### Extracted records
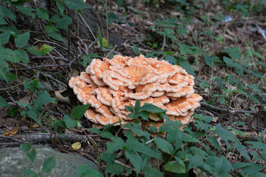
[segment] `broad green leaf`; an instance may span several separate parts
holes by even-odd
[[[163,177],[163,173],[148,164],[144,169],[146,177]]]
[[[121,137],[113,137],[113,142],[107,143],[107,152],[109,154],[113,154],[115,152],[122,149],[125,146],[125,142]]]
[[[18,35],[15,38],[15,43],[18,48],[25,47],[30,39],[30,32],[26,32],[21,35]]]
[[[23,13],[31,16],[33,18],[35,18],[35,14],[33,11],[35,10],[34,8],[29,8],[29,7],[24,7],[23,6],[16,6],[16,8],[22,12]]]
[[[31,162],[33,162],[35,157],[36,156],[36,151],[35,150],[35,149],[33,149],[30,152],[27,152],[26,156],[31,160]]]
[[[90,165],[79,166],[77,168],[77,173],[79,176],[104,177],[104,176],[98,171],[92,169]]]
[[[185,173],[186,168],[176,161],[171,161],[165,165],[165,170],[175,173]]]
[[[64,6],[62,3],[61,0],[56,0],[56,6],[57,7],[59,11],[60,12],[60,15],[63,16],[64,15]]]
[[[220,125],[217,125],[216,130],[214,131],[214,133],[217,134],[219,135],[221,139],[224,141],[236,141],[237,138],[235,135],[232,133],[232,132],[228,131],[223,127],[221,127]]]
[[[1,8],[4,16],[7,16],[8,18],[9,18],[10,19],[16,23],[16,16],[9,8],[1,6],[0,6],[0,8]]]
[[[42,8],[37,8],[36,9],[37,16],[42,19],[48,21],[49,20],[49,15],[48,12]]]
[[[68,25],[72,23],[72,18],[69,16],[63,16],[59,20],[55,27],[60,29],[64,29],[67,30]]]
[[[131,164],[134,166],[138,175],[138,172],[140,172],[140,171],[141,170],[141,167],[143,166],[143,159],[135,152],[126,151],[125,155],[126,157],[131,163]]]
[[[1,71],[1,69],[0,69],[0,71]],[[1,96],[0,96],[0,107],[11,108],[9,103],[6,101],[6,100]]]
[[[63,0],[65,5],[73,10],[81,10],[89,7],[82,0]]]
[[[33,171],[31,169],[23,169],[22,171],[27,176],[38,176],[36,172],[35,172],[35,171]]]
[[[73,120],[70,115],[64,115],[64,121],[65,125],[68,129],[74,128],[77,125],[77,120]]]
[[[45,172],[50,172],[50,170],[55,167],[55,159],[54,157],[50,157],[43,162],[42,171]]]
[[[76,119],[80,119],[84,115],[89,105],[79,105],[74,107],[71,111],[71,115]]]
[[[31,144],[28,144],[28,143],[21,144],[19,147],[20,147],[21,151],[24,153],[28,152],[31,150]]]
[[[172,144],[166,141],[165,139],[157,137],[155,138],[155,142],[158,146],[159,149],[169,154],[172,154],[174,152],[174,148]]]
[[[160,113],[165,111],[164,109],[161,109],[156,105],[147,103],[145,103],[144,105],[141,106],[140,109],[153,113]]]
[[[47,91],[39,91],[39,95],[34,101],[35,107],[40,107],[47,103],[55,103],[55,98],[50,96]]]
[[[0,34],[0,45],[3,45],[9,42],[10,38],[10,31],[6,30]]]

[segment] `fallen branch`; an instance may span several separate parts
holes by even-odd
[[[209,109],[214,110],[218,110],[221,112],[226,112],[226,113],[228,113],[231,114],[246,114],[246,113],[252,114],[252,115],[256,114],[255,111],[245,110],[230,110],[228,108],[212,105],[210,105],[204,102],[200,102],[200,104],[201,107],[205,107],[206,108],[209,108]]]

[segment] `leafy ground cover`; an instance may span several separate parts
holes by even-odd
[[[264,1],[3,1],[0,146],[20,145],[34,165],[28,144],[42,141],[20,137],[55,135],[55,148],[99,165],[79,166],[80,176],[265,176],[265,9]],[[204,97],[194,121],[180,130],[163,111],[136,105],[128,108],[133,118],[143,109],[165,124],[92,127],[83,117],[89,105],[79,105],[68,80],[93,58],[116,54],[156,57],[194,75]],[[43,170],[55,164],[48,159]]]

### Your task
Your copy of the data above should match it exactly, except that pictures are left out.

### The solution
[segment] `broad green leaf`; an instance may span several separate parts
holes by even-odd
[[[163,177],[163,173],[148,164],[144,169],[146,177]]]
[[[121,137],[113,137],[113,142],[107,143],[107,152],[109,154],[113,154],[115,152],[122,149],[125,146],[125,142]]]
[[[18,35],[15,38],[15,43],[18,48],[25,47],[30,39],[30,32],[26,32],[21,35]]]
[[[23,13],[31,16],[33,18],[35,18],[35,14],[33,11],[35,10],[34,8],[29,8],[29,7],[24,7],[23,6],[16,6],[16,8],[22,12]]]
[[[31,162],[33,162],[35,157],[36,156],[36,151],[35,150],[35,149],[33,149],[30,152],[27,152],[26,156],[31,160]]]
[[[90,165],[79,166],[77,168],[77,173],[79,176],[104,177],[104,176],[98,171],[92,169]]]
[[[185,173],[186,168],[176,161],[171,161],[165,165],[165,170],[175,173]]]
[[[64,6],[62,3],[61,0],[56,0],[56,6],[57,7],[59,11],[60,12],[60,15],[63,16],[64,15]]]
[[[220,125],[217,125],[216,130],[214,131],[214,133],[217,134],[219,135],[221,139],[224,141],[236,141],[237,138],[235,135],[232,133],[232,132],[228,131],[223,127],[221,127]]]
[[[1,8],[4,16],[7,16],[8,18],[9,18],[10,19],[16,23],[16,16],[9,8],[1,6],[0,6],[0,8]]]
[[[42,8],[37,8],[36,9],[37,16],[42,19],[48,21],[49,20],[49,15],[48,12]]]
[[[68,25],[72,23],[72,18],[69,16],[63,16],[59,20],[55,27],[60,29],[64,29],[67,30]]]
[[[131,164],[134,166],[138,175],[138,172],[140,172],[140,171],[141,170],[141,167],[143,166],[143,159],[135,152],[126,151],[125,155],[126,157],[131,163]]]
[[[1,71],[1,69],[0,69],[0,71]],[[1,96],[0,96],[0,107],[11,108],[9,103],[6,101],[6,100]]]
[[[63,0],[65,5],[73,10],[81,10],[89,7],[82,0]]]
[[[33,171],[31,169],[23,169],[22,171],[27,176],[38,176],[36,172],[35,172],[35,171]]]
[[[73,120],[70,115],[64,115],[64,121],[65,125],[68,129],[74,128],[77,125],[77,120]]]
[[[45,172],[50,172],[50,170],[55,167],[55,159],[54,157],[50,157],[43,162],[42,171]]]
[[[76,119],[80,119],[84,115],[89,105],[79,105],[74,107],[71,111],[71,115]]]
[[[31,144],[28,144],[28,143],[21,144],[19,147],[20,147],[21,151],[24,153],[28,152],[31,150]]]
[[[172,144],[166,141],[165,139],[157,137],[155,138],[155,142],[158,146],[159,149],[169,154],[172,154],[174,152],[174,148]]]
[[[160,113],[165,111],[164,109],[161,109],[156,105],[147,103],[145,103],[144,105],[141,106],[140,109],[153,113]]]
[[[47,91],[39,91],[39,95],[34,101],[35,107],[40,107],[47,103],[55,103],[55,98],[50,96]]]
[[[0,34],[0,45],[3,45],[9,42],[10,38],[10,31],[6,30]]]

[segment] `fallen branch`; an instance may span several separate parts
holes by even-odd
[[[209,109],[214,110],[218,110],[221,112],[226,112],[226,113],[228,113],[231,114],[246,114],[246,113],[252,114],[252,115],[256,114],[255,111],[245,110],[230,110],[228,108],[212,105],[210,105],[204,102],[200,102],[200,104],[201,107],[205,107],[206,108],[209,108]]]

[segment] `leafy ground cover`; an instance may span several separate parts
holes by even-odd
[[[264,1],[3,1],[0,146],[20,145],[34,165],[28,144],[42,141],[20,137],[55,135],[55,148],[99,165],[79,166],[80,176],[265,176],[265,9]],[[204,97],[194,121],[180,130],[163,111],[136,105],[128,108],[133,118],[143,109],[165,124],[92,127],[83,117],[89,105],[79,105],[68,80],[93,58],[116,54],[156,57],[194,75]],[[43,170],[55,164],[48,159]]]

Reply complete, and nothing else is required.